Summary of selected chapters:

# Chapter 3

- \(f(n)=\Theta(g(n))\) is a sandwich bound ( = )
- \(f(n)=O(g(n))\) is a tight upperbound ( ≤ )
- \(f(n)=\Omega(g(n))\) is a tight lowerbound ( ≥ )
- \(f(n)=o(g(n))\) is a loose upperbound ( \(<\) )
- \(f(n)=\omega(g(n))\) is a loose lowerbound ( \(>\) )

e.g. \(2n^2 = O(n^2)\) but \(2n^2 \neq o(n^2)\), \(n=o(n^2)\) and \(n=O(n^2)\), \(f(n)=\omega(g(n))\;\implies\;\Omega(g(n))\)

# Chapter 4

How to prove an recurrence formula?

- Substitution method: Guess the anser and proof it by mathematical induction
- Recursion tree: Build a tree with the nodes denoting the fixed cost and children denotes recurred functions. Then sum up all nodes after the tree is complete
- Using master theorem: For solving \(T(n)=aT(n/b)+f(n)\)

Master theorem: Let \(T(n)=aT(n/b)+f(n)\) where \(a\ge 1\) and \(b>1\). The term \(n/b\) in the formula can also be \(\textrm{ceil}(n/b)\) and \(\textrm{floor}(n/b)\). \(T(n)\) is defined on non-negative integers. Then,

- If \(f(n)=O(n^{\log_b a-\epsilon})\ \exists\epsilon>0\) then \(T(n)=\Theta(n^{\log_b a})\)
- If \(f(n)=\Theta(n^{\log_b a})\) then \(T(n)=O(n^{\log_b a}\log_2 n)\)
- If \(f(n)=\Omega(n^{\log_b a+\epsilon})\ \exists\epsilon>0\) and \(af(n/b)\le cf(n)\ \exists c<1\ \forall n>n_0\) then \(T(n)=\Theta(f(n))\)

• **Set task 1**: In the chapter summary, reproduce word for word the passage from "- \(f(n)=\omega(g(n))\) is a loose" up to and including "For solving \(T(n)=aT(n/b)+f(n)\)".
• **Set task 2**: Summarize the chapter summary in two sentences.
• **Set task 3**: Carry the summary of algorithm chapters forward, picking up after its last line.

• **Data lines**:
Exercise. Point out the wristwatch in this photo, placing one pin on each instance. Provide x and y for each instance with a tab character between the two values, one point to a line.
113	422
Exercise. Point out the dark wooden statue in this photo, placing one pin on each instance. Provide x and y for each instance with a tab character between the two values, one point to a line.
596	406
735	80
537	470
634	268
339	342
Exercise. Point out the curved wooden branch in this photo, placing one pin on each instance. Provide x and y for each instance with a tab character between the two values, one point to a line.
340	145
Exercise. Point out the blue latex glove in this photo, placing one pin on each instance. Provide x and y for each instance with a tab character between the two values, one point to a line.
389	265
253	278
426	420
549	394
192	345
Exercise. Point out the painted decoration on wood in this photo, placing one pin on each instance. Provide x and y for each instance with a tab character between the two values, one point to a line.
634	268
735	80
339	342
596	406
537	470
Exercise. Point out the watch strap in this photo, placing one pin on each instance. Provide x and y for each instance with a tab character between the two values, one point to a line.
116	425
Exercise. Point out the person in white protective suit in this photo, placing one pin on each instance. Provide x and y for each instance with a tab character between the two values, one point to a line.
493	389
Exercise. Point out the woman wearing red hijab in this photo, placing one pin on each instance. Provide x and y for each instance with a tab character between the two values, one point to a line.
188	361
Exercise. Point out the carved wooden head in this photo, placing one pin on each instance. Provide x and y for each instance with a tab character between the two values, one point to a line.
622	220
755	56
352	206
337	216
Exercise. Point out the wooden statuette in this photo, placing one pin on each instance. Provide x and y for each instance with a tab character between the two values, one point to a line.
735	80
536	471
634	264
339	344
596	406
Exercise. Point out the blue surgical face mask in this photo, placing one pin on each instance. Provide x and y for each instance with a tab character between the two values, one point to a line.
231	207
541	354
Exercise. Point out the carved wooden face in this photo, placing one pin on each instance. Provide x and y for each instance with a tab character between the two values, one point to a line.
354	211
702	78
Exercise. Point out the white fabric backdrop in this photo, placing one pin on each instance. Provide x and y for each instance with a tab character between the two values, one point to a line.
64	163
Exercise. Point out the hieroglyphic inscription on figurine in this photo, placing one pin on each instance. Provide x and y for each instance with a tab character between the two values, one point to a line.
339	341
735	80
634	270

• **Result 1**:
- \(f(n)=\omega(g(n))\) is a loose lowerbound ( \(>\) )

e.g. \(2n^2 = O(n^2)\) but \(2n^2 \neq o(n^2)\), \(n=o(n^2)\) and \(n=O(n^2)\), \(f(n)=\omega(g(n))\;\implies\;\Omega(g(n))\)

# Chapter 4

How to prove an recurrence formula?

- Substitution method: Guess the anser and proof it by mathematical induction
- Recursion tree: Build a tree with the nodes denoting the fixed cost and children denotes recurred functions. Then sum up all nodes after the tree is complete
- Using master theorem: For solving \(T(n)=aT(n/b)+f(n)\)

• **Result 2**: For Chapter 3, it defines five asymptotic notations: Θ is a sandwich bound, O and Ω are tight upper and lower bounds, and o and ω are loose upper and lower bounds. For Chapter 4, it lists three ways to prove a recurrence formula (the substitution method, a recursion tree, and the master theorem) and gives the master theorem's three cases for T(n) = aT(n/b) + f(n) with a ≥ 1 and b > 1.

• **Result 3**:
Interpretation of the master theorem: The recursion \(T(n)=aT(n/b)\) gives \(\Theta(n^{\log_b a})\). Thus if the recursion part dominates, the solution is this. But if the \(f(n)\) part dominates, the result is as \(f(n)\). If both parts weigh equally, both appears in the result. The proof is in section 4.4.

# Chapter 5

## Calculating probability using indicator variable

Let \(I_A\) be an indicator (0 or 1) of event \(A\) happened. Then the expected value of \(I_A\) equals to the probability of \(A\).

Example: To interview n random persion in sequential order, how many times we see the best-candidate-so-far? If we are interviewing the \(k\)-th persion, it is the best so far in probability of \(1/k\). Defining \(X_k\) to be the indicator of best-so-far, the count \(N\) satisfies \(E(N)=\sum_k E(X_k)=\sum_k 1/k = O(\log n)\). Indeed, \(E(N)=\ln n + O(1)\).

## Birthday paradox

In \(n\) bins and \(m\) balls, each ball falls in a bin randomly. Find the probability that no bin contains ≥2 balls.

For \(m=2\), the probability is \(1/n\) and the probability of not is \(1-1/n\). For \(m=3\), the probability of not is \(1\times(1-\frac{1}{n})\times(1-\frac{2}{n})\) (first ball \(\times\) second ball \(\times\) third ball)

Thus for general \(m\) (\(m\le n\)), it is \(\prod_{k=1}^{m-1} (1-\frac{k}{n})\). In case \(m<<n\), we have \(e^x = 1+ x + x^2/2! + \cdots \approx 1+x\) thus \(\prod_{k=1}^{m-1}(1-\frac{k}{n})=\prod_{k=1}^{m-1}e^{-k/n}=\exp(-\frac{m(m-1)}{2n})\)

For probability of \(<0.5\), what is the marginal \(m\)?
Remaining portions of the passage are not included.